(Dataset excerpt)
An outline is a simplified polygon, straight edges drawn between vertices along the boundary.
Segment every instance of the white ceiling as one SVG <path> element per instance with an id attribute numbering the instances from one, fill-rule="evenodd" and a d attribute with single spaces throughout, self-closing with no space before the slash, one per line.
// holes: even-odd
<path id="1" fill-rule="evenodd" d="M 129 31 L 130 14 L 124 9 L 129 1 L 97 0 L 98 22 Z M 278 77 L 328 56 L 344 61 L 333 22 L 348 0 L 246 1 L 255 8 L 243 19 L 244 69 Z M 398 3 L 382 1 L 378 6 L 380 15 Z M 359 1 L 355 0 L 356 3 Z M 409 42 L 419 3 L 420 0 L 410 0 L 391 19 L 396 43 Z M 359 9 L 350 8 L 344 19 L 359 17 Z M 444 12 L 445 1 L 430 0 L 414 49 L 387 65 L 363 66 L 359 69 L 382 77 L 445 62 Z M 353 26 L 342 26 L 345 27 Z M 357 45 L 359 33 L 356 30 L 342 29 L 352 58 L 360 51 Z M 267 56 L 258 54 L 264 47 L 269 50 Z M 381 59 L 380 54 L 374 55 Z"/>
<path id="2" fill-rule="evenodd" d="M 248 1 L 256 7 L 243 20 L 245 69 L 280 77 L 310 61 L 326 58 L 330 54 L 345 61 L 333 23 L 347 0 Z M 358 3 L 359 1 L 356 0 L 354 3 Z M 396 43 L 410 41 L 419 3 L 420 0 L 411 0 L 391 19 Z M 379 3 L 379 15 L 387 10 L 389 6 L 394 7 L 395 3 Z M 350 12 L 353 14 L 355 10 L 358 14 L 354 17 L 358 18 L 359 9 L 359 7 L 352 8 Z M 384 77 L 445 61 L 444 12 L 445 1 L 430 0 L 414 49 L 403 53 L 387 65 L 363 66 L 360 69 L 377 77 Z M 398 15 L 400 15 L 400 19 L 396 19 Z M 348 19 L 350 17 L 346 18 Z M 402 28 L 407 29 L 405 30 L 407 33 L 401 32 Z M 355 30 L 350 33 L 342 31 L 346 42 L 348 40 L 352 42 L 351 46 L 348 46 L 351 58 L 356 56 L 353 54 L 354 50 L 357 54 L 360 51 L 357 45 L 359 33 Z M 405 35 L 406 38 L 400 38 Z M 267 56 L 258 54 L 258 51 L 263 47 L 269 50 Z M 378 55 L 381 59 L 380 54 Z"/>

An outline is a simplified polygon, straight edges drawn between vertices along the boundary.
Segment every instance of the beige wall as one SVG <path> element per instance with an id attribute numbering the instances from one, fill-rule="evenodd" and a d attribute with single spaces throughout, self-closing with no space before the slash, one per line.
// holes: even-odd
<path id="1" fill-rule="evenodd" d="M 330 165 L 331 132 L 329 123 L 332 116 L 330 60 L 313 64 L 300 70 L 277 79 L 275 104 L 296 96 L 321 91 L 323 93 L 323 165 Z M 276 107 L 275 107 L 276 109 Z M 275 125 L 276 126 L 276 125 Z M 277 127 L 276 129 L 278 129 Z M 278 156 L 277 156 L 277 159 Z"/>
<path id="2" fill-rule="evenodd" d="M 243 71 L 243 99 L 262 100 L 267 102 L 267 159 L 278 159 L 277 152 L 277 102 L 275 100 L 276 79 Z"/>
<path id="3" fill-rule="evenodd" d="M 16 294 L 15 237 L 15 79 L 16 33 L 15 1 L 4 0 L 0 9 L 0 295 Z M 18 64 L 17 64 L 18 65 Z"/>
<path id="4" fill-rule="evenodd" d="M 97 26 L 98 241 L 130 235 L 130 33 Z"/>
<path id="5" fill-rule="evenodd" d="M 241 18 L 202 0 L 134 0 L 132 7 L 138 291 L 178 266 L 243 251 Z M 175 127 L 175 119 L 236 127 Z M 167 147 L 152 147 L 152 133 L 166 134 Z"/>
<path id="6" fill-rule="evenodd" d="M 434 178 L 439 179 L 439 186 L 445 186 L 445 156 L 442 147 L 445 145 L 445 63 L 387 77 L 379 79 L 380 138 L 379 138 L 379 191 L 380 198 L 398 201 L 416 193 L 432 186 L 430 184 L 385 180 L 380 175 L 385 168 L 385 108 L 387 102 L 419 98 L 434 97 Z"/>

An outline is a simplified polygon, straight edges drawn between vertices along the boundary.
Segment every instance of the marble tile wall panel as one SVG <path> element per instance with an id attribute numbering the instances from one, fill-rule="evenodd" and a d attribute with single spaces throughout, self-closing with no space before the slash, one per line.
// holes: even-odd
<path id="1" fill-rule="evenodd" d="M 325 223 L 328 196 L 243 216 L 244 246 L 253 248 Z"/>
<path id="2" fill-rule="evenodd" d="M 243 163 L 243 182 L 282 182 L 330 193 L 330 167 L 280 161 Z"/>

Goal >> List every line of the records above that contains the word "with".

Worked solution >>
Segment every instance of the white ceiling as one SVG <path> element per instance with an id attribute numbering the instances from one, fill-rule="evenodd" and a d attribute with single spaces throughout, self-closing with no space before the slash, one per line.
Segment every instance of the beige wall as one SVG <path> element per instance with an id attribute numbering the instances from one, fill-rule="evenodd" and a d attribute with single spaces throughout, self-closing with no space before the slash, one per line.
Segment every instance of the marble tile wall panel as one SVG <path> element per instance with an id attribute numbering the instances from one, fill-rule="evenodd" and a d attribute with single spaces throughout, self-closing with no space before the slash, one per line.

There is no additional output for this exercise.